# [WORK REQUIRED]
Gather each line in the data below that contains the string "suit", matching its case exactly.

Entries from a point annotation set
----
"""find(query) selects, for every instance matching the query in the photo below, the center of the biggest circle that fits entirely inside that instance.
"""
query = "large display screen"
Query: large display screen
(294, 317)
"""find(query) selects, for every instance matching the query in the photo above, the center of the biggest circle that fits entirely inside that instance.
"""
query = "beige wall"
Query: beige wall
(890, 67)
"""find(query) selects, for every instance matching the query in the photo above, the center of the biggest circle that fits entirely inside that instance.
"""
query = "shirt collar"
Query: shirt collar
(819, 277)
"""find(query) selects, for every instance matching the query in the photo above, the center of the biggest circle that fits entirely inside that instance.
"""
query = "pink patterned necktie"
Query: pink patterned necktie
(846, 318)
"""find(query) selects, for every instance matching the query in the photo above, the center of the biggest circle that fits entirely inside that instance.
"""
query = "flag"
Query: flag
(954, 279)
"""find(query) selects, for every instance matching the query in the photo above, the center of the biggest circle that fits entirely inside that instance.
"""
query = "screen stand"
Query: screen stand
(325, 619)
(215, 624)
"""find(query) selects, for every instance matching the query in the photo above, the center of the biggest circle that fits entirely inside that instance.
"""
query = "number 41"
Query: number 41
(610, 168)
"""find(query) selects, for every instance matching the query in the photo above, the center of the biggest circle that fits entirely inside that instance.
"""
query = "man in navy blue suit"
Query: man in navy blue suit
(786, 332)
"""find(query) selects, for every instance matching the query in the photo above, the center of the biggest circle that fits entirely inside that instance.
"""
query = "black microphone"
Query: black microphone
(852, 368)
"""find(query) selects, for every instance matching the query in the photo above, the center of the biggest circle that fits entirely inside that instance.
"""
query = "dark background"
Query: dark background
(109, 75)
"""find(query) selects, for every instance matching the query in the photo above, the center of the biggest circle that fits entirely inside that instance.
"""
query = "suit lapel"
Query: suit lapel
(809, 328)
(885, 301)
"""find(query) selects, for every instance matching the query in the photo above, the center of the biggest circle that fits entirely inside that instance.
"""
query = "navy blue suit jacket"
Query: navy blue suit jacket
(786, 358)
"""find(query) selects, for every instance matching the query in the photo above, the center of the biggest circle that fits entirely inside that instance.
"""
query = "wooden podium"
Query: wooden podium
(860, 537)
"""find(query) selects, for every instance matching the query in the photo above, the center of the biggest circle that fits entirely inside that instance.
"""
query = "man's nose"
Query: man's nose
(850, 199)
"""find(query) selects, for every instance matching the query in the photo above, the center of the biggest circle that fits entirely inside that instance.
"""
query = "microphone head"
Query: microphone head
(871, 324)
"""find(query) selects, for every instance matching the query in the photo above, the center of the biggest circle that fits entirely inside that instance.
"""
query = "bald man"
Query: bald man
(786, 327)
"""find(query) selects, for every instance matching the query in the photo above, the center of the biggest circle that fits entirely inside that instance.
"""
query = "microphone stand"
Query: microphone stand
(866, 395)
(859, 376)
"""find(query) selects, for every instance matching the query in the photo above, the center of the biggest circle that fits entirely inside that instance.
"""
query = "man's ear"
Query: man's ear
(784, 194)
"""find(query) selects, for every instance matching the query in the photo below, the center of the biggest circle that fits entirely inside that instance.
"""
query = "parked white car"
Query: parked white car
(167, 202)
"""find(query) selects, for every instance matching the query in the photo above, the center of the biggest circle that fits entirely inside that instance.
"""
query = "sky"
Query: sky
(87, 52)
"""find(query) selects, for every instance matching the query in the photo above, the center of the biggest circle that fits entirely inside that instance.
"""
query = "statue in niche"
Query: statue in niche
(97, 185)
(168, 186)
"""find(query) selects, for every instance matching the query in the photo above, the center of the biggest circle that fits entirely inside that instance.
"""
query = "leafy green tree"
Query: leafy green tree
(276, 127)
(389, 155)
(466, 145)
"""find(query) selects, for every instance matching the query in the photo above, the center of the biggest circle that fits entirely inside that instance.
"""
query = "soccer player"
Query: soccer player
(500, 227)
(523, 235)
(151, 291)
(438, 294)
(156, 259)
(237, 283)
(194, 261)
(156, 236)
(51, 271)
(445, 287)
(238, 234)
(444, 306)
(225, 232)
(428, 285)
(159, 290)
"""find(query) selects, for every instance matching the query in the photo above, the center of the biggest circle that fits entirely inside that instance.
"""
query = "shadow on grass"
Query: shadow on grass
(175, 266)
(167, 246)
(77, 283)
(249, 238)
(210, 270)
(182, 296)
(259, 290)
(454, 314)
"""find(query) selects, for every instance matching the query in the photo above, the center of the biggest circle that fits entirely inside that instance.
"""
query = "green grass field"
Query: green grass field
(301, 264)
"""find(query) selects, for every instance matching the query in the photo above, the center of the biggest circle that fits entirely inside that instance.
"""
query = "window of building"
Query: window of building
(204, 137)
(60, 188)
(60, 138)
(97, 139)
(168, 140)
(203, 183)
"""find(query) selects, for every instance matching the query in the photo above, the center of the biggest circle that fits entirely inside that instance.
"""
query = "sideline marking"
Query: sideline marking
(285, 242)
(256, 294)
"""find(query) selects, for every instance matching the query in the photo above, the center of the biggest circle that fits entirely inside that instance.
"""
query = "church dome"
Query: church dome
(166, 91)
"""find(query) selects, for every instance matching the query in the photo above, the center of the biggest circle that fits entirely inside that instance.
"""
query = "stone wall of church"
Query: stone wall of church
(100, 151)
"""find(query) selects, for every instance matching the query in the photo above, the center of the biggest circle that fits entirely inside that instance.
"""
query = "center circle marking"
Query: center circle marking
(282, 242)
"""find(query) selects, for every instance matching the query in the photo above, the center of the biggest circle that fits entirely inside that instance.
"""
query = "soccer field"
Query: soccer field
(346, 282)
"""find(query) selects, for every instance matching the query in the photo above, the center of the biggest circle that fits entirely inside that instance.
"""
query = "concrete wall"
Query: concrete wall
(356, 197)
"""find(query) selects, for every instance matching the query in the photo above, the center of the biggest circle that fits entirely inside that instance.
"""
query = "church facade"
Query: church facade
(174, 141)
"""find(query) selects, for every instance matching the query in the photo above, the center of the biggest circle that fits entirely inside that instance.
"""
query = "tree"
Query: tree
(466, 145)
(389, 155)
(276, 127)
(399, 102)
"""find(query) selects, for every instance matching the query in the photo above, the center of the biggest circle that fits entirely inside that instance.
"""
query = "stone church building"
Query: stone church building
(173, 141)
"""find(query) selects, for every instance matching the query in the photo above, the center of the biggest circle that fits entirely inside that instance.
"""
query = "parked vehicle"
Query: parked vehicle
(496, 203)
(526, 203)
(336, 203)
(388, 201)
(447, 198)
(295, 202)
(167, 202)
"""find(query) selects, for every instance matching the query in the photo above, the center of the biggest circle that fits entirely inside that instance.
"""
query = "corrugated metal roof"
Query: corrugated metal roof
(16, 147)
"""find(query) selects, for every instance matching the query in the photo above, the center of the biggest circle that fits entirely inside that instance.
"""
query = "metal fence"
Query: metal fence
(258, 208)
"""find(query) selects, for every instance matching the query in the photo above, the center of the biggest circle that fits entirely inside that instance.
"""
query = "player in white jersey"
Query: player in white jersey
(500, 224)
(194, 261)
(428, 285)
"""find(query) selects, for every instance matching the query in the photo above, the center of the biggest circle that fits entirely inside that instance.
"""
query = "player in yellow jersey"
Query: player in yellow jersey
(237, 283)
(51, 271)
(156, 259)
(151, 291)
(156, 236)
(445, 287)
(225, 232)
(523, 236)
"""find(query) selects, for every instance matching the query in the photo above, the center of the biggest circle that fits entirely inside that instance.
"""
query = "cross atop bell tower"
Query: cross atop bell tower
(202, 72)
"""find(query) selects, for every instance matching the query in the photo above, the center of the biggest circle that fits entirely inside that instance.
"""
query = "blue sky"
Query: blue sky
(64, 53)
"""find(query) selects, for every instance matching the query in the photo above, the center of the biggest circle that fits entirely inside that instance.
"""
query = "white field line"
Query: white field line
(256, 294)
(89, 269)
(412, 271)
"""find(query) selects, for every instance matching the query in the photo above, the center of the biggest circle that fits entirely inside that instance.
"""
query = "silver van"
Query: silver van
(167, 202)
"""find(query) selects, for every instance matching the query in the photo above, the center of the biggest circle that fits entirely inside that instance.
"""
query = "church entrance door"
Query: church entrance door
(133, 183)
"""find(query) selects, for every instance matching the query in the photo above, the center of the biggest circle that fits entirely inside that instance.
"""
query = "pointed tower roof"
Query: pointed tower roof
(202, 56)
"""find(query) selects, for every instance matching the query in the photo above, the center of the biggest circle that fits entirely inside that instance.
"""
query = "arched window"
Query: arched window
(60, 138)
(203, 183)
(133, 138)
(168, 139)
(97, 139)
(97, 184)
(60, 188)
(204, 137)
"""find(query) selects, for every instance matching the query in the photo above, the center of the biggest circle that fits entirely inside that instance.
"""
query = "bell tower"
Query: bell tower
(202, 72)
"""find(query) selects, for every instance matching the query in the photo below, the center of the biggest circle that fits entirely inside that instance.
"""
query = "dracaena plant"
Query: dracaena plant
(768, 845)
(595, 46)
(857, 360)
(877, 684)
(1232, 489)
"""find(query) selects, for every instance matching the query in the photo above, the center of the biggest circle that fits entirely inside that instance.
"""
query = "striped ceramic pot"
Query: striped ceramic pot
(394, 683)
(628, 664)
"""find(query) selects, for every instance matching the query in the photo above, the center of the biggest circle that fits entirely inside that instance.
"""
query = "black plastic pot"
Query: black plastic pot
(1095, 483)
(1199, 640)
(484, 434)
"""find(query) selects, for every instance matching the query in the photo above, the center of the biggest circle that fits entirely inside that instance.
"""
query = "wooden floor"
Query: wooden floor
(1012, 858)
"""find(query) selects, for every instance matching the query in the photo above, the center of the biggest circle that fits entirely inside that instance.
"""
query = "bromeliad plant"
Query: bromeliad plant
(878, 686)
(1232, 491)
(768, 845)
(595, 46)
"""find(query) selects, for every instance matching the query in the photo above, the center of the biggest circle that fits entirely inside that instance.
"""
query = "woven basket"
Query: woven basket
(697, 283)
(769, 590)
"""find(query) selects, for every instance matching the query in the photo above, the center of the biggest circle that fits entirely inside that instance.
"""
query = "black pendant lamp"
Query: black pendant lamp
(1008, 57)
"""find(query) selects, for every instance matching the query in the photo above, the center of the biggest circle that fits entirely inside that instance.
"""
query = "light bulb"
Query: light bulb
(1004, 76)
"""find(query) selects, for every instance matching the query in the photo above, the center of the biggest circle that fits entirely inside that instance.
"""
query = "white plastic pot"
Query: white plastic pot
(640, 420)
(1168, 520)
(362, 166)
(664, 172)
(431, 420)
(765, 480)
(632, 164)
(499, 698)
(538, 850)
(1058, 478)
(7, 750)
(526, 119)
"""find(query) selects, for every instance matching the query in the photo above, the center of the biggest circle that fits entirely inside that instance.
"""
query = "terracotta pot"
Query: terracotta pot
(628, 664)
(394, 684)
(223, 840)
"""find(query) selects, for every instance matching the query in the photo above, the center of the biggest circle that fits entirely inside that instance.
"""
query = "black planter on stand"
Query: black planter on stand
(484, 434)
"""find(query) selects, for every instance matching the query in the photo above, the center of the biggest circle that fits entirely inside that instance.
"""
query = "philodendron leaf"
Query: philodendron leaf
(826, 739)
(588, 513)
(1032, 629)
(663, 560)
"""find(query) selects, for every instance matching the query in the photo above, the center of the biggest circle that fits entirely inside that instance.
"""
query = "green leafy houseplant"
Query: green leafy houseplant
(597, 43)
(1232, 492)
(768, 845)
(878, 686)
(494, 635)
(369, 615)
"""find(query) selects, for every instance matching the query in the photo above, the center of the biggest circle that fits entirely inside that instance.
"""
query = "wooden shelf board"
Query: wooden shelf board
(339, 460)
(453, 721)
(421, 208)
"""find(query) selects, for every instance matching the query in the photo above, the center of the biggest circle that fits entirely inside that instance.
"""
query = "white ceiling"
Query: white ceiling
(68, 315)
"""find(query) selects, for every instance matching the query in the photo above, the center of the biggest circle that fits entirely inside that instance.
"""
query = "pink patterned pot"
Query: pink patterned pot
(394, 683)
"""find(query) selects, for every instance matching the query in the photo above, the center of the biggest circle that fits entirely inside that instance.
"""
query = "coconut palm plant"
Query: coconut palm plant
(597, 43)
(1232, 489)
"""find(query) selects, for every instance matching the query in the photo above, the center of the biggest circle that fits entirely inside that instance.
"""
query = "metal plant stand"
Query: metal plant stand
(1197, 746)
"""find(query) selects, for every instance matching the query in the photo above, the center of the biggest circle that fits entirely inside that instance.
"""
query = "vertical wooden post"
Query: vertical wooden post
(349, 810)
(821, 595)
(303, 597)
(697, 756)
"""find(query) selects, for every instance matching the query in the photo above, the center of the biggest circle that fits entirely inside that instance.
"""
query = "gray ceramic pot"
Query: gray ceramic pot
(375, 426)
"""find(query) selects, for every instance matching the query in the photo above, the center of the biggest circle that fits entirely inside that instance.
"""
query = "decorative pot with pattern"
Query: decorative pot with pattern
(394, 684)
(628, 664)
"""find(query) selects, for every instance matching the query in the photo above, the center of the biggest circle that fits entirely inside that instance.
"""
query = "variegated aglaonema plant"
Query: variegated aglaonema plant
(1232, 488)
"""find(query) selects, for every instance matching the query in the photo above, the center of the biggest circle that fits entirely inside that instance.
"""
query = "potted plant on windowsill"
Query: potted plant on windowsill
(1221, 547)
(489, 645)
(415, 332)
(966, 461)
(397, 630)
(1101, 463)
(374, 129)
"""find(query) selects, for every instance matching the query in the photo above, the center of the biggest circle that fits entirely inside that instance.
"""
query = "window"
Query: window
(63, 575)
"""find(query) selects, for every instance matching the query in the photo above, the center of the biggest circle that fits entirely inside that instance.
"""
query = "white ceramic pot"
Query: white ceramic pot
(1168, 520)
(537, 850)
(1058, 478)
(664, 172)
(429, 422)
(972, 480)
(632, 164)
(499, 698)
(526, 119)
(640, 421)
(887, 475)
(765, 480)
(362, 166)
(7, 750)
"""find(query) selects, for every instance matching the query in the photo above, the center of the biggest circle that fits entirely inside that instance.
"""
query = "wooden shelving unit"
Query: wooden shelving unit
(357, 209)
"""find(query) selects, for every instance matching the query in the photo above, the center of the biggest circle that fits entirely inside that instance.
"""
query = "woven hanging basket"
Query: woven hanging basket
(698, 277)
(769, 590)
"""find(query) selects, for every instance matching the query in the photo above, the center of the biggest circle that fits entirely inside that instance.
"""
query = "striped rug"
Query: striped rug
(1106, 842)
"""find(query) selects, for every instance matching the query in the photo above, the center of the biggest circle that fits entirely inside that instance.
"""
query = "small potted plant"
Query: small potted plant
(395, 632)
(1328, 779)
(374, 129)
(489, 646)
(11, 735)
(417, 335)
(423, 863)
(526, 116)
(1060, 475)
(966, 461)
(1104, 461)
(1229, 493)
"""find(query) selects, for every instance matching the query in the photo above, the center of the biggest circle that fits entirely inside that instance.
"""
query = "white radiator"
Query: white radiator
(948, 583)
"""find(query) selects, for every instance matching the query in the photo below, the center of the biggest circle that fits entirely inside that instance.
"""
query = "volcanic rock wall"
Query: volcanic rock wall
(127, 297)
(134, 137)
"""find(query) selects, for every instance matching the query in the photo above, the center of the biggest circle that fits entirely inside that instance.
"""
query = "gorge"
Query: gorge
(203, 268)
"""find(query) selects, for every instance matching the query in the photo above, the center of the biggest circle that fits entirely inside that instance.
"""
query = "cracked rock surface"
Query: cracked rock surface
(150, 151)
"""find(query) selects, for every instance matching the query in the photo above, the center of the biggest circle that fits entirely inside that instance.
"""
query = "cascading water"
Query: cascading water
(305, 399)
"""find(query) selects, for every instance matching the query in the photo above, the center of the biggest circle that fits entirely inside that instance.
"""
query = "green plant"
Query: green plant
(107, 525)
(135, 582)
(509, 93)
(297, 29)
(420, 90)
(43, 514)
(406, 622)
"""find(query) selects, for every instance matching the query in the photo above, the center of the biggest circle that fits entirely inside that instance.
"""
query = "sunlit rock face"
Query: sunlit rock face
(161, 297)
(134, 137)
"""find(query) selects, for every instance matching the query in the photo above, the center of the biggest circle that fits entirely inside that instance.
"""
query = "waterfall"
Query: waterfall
----
# [EXERCISE RESULT]
query = "man in navy blue suit"
Query: man in navy blue suit
query = "suit lapel"
Query: suit lapel
query = "navy blue suit jacket"
Query: navy blue suit jacket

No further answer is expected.